§ **TASK REQUIREMENTS**: How many lines in the items below contain the string "woman"? Give only the number.

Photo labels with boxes
:::::
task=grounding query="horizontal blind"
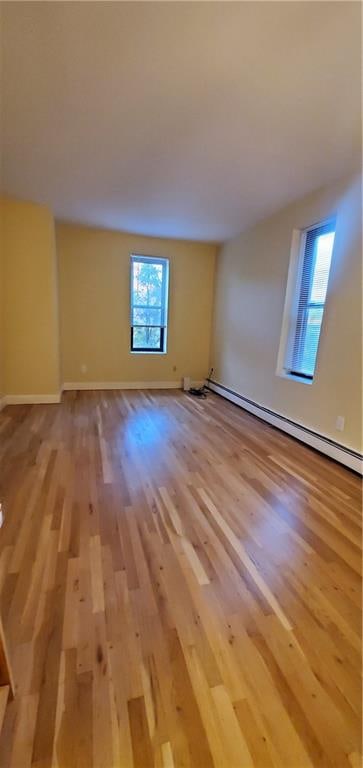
[286,221,335,379]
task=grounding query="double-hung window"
[131,255,169,352]
[284,220,335,382]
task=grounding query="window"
[285,221,335,382]
[131,256,169,352]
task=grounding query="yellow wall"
[212,175,362,451]
[0,199,59,395]
[56,223,216,383]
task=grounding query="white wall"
[211,174,362,451]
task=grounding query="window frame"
[276,215,337,385]
[130,253,170,355]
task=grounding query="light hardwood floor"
[0,391,361,768]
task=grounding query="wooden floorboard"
[0,391,361,768]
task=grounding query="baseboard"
[208,380,363,475]
[3,394,61,405]
[63,381,181,391]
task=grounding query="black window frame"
[130,253,169,354]
[285,217,336,382]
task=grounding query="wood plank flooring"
[0,391,361,768]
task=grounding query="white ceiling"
[1,2,361,241]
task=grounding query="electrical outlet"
[335,416,345,432]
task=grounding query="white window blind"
[285,220,335,379]
[130,255,169,352]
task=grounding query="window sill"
[276,371,314,387]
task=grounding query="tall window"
[131,256,169,352]
[285,221,335,380]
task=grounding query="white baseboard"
[63,381,181,391]
[208,381,363,475]
[3,394,61,407]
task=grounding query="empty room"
[0,0,363,768]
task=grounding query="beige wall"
[0,203,5,400]
[0,199,60,395]
[56,223,216,383]
[212,175,362,451]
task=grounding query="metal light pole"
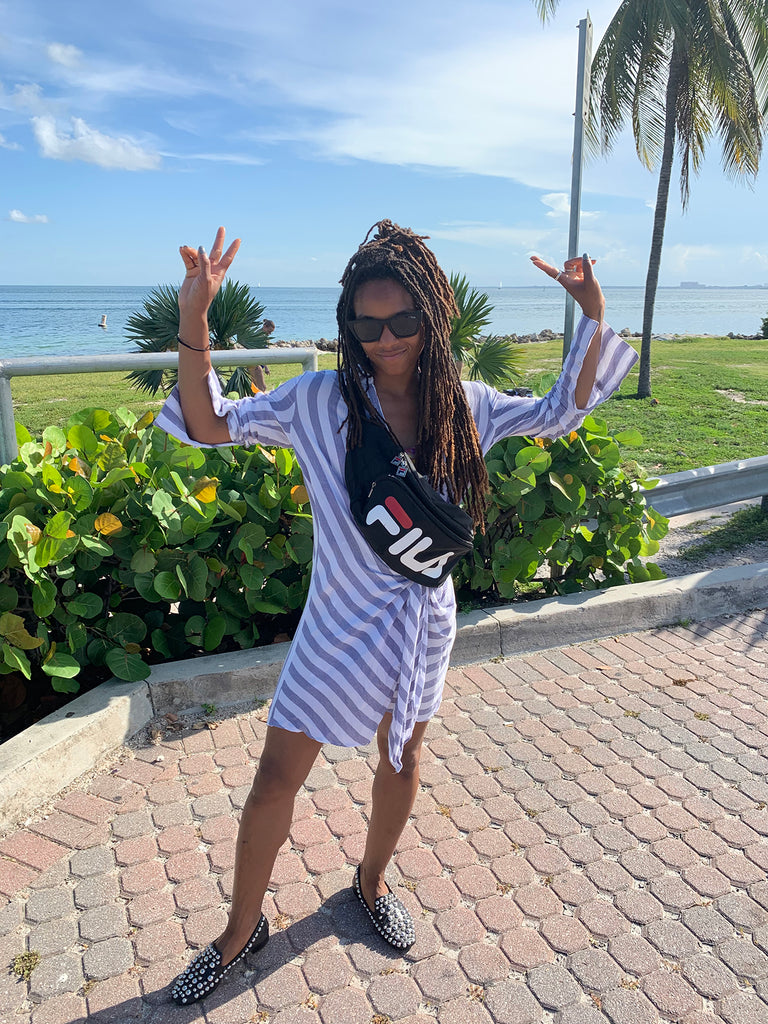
[562,11,592,359]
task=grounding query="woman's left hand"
[530,254,605,324]
[178,227,240,316]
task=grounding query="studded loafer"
[171,913,269,1007]
[352,867,416,949]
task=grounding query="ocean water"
[0,284,768,358]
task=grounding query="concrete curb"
[0,562,768,830]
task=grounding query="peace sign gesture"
[178,227,240,316]
[530,253,605,324]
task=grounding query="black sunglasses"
[347,309,423,344]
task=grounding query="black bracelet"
[176,335,213,352]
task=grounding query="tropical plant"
[535,0,768,398]
[126,281,269,395]
[451,273,524,388]
[0,399,666,720]
[0,409,312,726]
[454,416,669,602]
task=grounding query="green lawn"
[11,338,768,473]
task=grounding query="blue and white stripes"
[156,317,637,771]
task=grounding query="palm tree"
[126,281,270,395]
[451,273,524,388]
[535,0,768,398]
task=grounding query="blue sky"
[0,0,768,286]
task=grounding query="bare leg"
[215,726,323,965]
[360,714,429,909]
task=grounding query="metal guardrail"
[0,348,317,466]
[641,456,768,518]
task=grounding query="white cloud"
[242,29,577,188]
[662,243,725,274]
[45,43,83,68]
[542,193,570,217]
[32,117,160,171]
[160,153,266,167]
[426,221,553,250]
[8,210,48,224]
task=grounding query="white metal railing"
[0,348,317,466]
[0,348,768,517]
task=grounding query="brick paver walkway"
[0,612,768,1024]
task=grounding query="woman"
[158,220,637,1004]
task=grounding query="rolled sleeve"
[467,316,638,452]
[155,370,298,447]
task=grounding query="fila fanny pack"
[344,420,474,587]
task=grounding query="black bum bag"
[344,420,474,587]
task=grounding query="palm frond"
[464,335,525,388]
[208,281,266,348]
[126,281,269,395]
[534,0,559,22]
[451,273,494,361]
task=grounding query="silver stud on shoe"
[352,867,416,951]
[171,913,269,1006]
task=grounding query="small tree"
[451,273,524,388]
[126,281,271,395]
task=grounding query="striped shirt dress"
[156,317,637,771]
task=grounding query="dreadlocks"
[336,220,488,527]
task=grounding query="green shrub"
[0,409,667,693]
[454,416,669,601]
[0,410,312,692]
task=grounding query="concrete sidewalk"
[0,611,768,1024]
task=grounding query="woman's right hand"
[178,227,240,317]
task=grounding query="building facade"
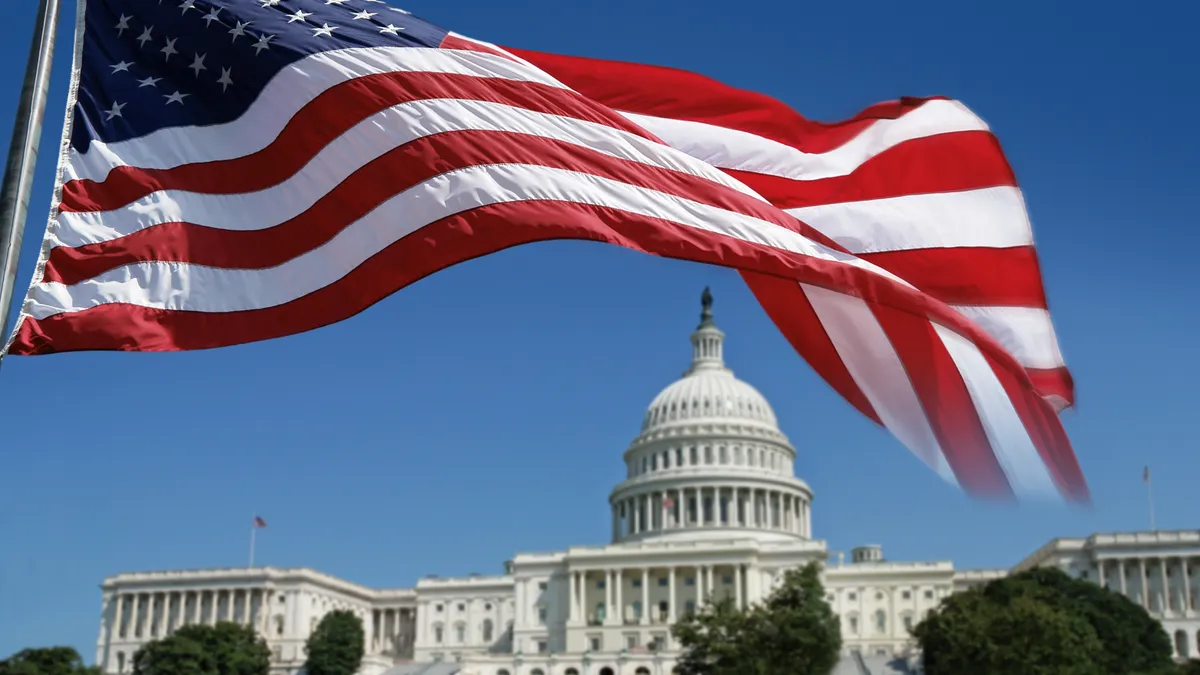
[96,291,1200,675]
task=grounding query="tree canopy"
[672,563,841,675]
[0,647,100,675]
[913,568,1175,675]
[305,610,365,675]
[133,621,271,675]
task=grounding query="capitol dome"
[610,288,812,542]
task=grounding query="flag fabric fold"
[8,0,1087,499]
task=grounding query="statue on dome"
[700,286,713,325]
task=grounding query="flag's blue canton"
[71,0,446,151]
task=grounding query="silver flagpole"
[0,0,59,356]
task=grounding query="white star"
[104,101,128,121]
[187,54,209,77]
[254,35,275,56]
[204,7,221,28]
[160,37,179,61]
[229,22,250,42]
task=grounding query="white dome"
[608,288,812,542]
[642,370,778,431]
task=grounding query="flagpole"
[250,515,258,567]
[0,0,59,357]
[1146,467,1157,532]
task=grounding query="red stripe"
[858,246,1046,309]
[871,305,1014,498]
[62,72,656,211]
[742,271,883,425]
[722,131,1016,209]
[1025,368,1075,406]
[505,47,932,153]
[44,126,815,285]
[984,354,1091,502]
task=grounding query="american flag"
[2,0,1087,500]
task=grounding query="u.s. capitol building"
[96,291,1200,675]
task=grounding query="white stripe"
[622,100,988,180]
[67,47,565,180]
[785,186,1033,253]
[934,323,1060,498]
[53,98,766,246]
[952,305,1066,369]
[800,283,958,484]
[25,165,897,318]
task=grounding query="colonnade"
[612,485,812,542]
[569,565,749,626]
[1097,556,1198,616]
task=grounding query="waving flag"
[8,0,1087,500]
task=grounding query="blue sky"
[0,0,1200,659]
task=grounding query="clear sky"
[0,0,1200,661]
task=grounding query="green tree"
[672,563,841,675]
[0,647,100,675]
[133,621,271,675]
[913,568,1174,675]
[305,610,365,675]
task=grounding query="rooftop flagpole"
[0,0,59,357]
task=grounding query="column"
[570,572,580,621]
[613,569,625,623]
[1138,557,1150,611]
[638,567,650,626]
[1158,557,1171,615]
[604,569,617,626]
[733,565,745,609]
[108,590,126,643]
[1180,557,1200,612]
[667,567,677,625]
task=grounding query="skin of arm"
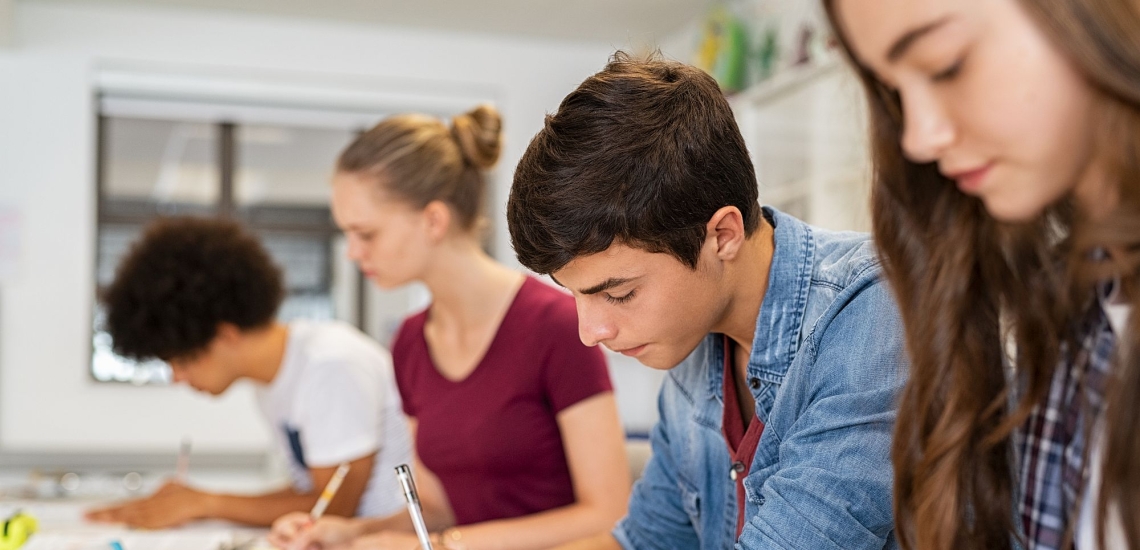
[544,533,621,550]
[87,455,374,529]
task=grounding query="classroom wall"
[0,1,660,453]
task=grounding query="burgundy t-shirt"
[392,277,612,525]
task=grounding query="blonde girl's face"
[833,0,1104,221]
[332,172,432,289]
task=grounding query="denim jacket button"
[728,460,744,482]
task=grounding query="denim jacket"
[613,208,907,550]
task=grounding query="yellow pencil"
[309,462,349,521]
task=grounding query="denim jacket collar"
[707,207,815,410]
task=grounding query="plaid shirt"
[1015,292,1116,550]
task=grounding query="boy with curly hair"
[88,218,410,528]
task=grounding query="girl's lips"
[946,164,992,193]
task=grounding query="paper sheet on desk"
[22,531,234,550]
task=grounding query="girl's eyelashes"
[930,58,966,82]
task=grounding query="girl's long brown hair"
[824,0,1140,550]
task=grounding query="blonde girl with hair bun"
[270,105,630,550]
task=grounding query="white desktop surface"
[0,499,271,550]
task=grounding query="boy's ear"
[705,207,747,261]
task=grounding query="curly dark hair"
[101,218,284,361]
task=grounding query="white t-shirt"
[1075,283,1132,550]
[258,321,412,516]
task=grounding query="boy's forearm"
[206,490,317,527]
[554,533,621,550]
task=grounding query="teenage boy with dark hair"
[88,218,412,528]
[507,52,906,550]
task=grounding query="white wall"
[0,2,656,452]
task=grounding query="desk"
[0,499,271,550]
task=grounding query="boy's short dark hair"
[507,51,760,274]
[101,218,284,361]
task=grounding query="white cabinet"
[728,58,871,230]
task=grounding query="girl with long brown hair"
[825,0,1140,550]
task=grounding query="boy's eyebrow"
[578,277,637,296]
[887,16,950,63]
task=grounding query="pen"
[396,464,432,550]
[309,462,349,521]
[176,437,190,484]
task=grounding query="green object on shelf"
[697,7,748,92]
[756,26,780,80]
[0,512,39,550]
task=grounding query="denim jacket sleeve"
[736,277,906,550]
[613,377,700,550]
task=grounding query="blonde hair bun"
[451,105,503,169]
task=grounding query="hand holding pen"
[268,462,356,548]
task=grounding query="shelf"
[728,57,841,111]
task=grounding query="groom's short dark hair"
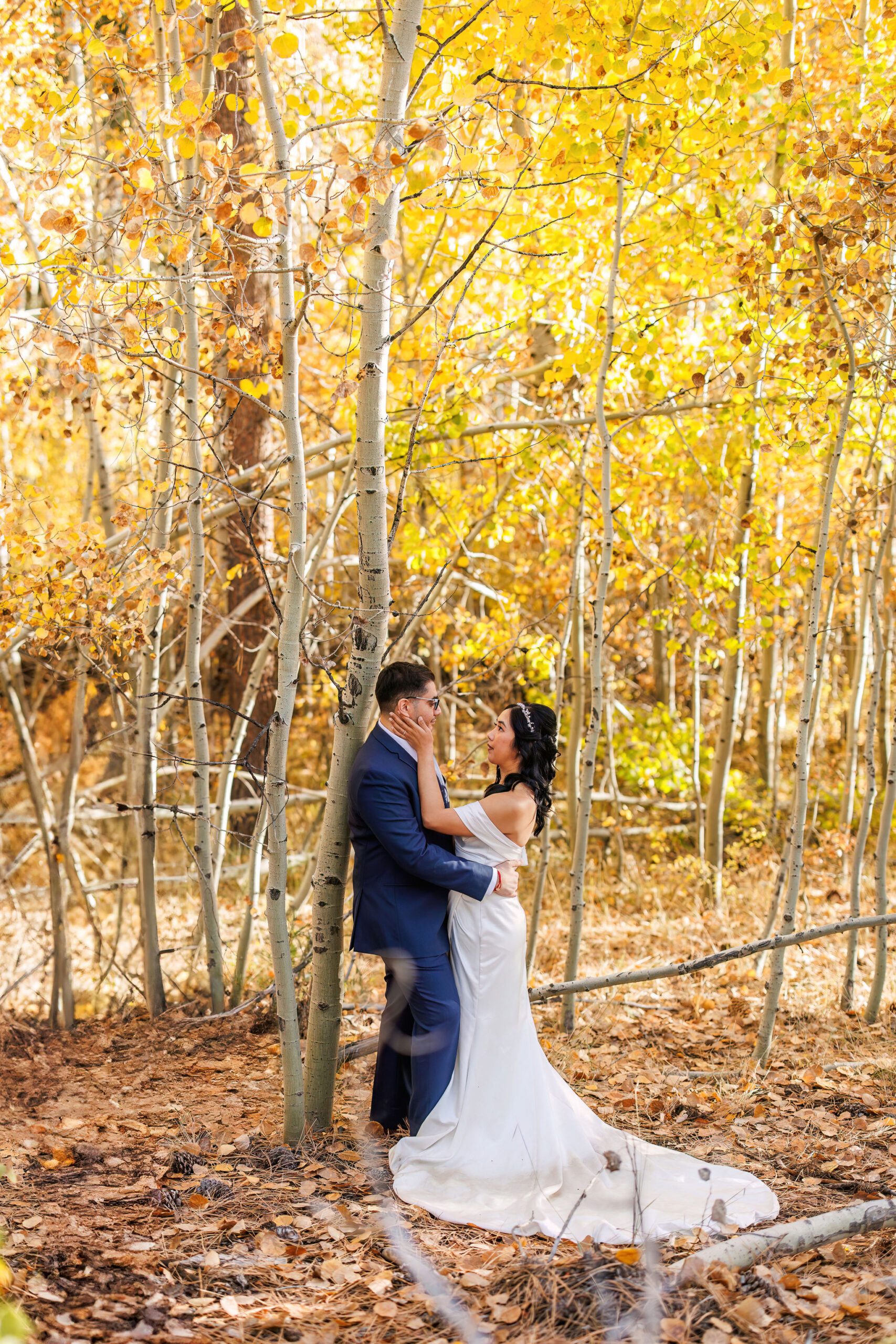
[375,663,435,713]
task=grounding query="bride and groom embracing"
[349,663,778,1245]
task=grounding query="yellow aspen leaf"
[613,1246,641,1265]
[270,32,298,59]
[168,238,189,266]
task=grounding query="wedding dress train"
[389,802,778,1245]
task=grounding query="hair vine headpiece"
[517,700,535,732]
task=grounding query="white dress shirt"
[380,719,498,897]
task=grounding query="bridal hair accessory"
[517,700,535,732]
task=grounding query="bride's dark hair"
[485,704,557,836]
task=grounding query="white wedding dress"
[389,802,778,1245]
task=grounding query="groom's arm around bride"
[349,663,516,1133]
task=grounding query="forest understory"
[0,848,896,1344]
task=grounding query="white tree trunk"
[212,631,277,892]
[669,1199,896,1287]
[230,799,267,1008]
[840,489,896,1012]
[840,542,870,827]
[707,346,766,909]
[251,0,308,1144]
[525,606,572,977]
[752,242,856,1063]
[133,424,177,1017]
[307,0,423,1129]
[0,653,75,1031]
[563,113,631,1031]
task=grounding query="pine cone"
:::::
§ **THE ANSWER**: 3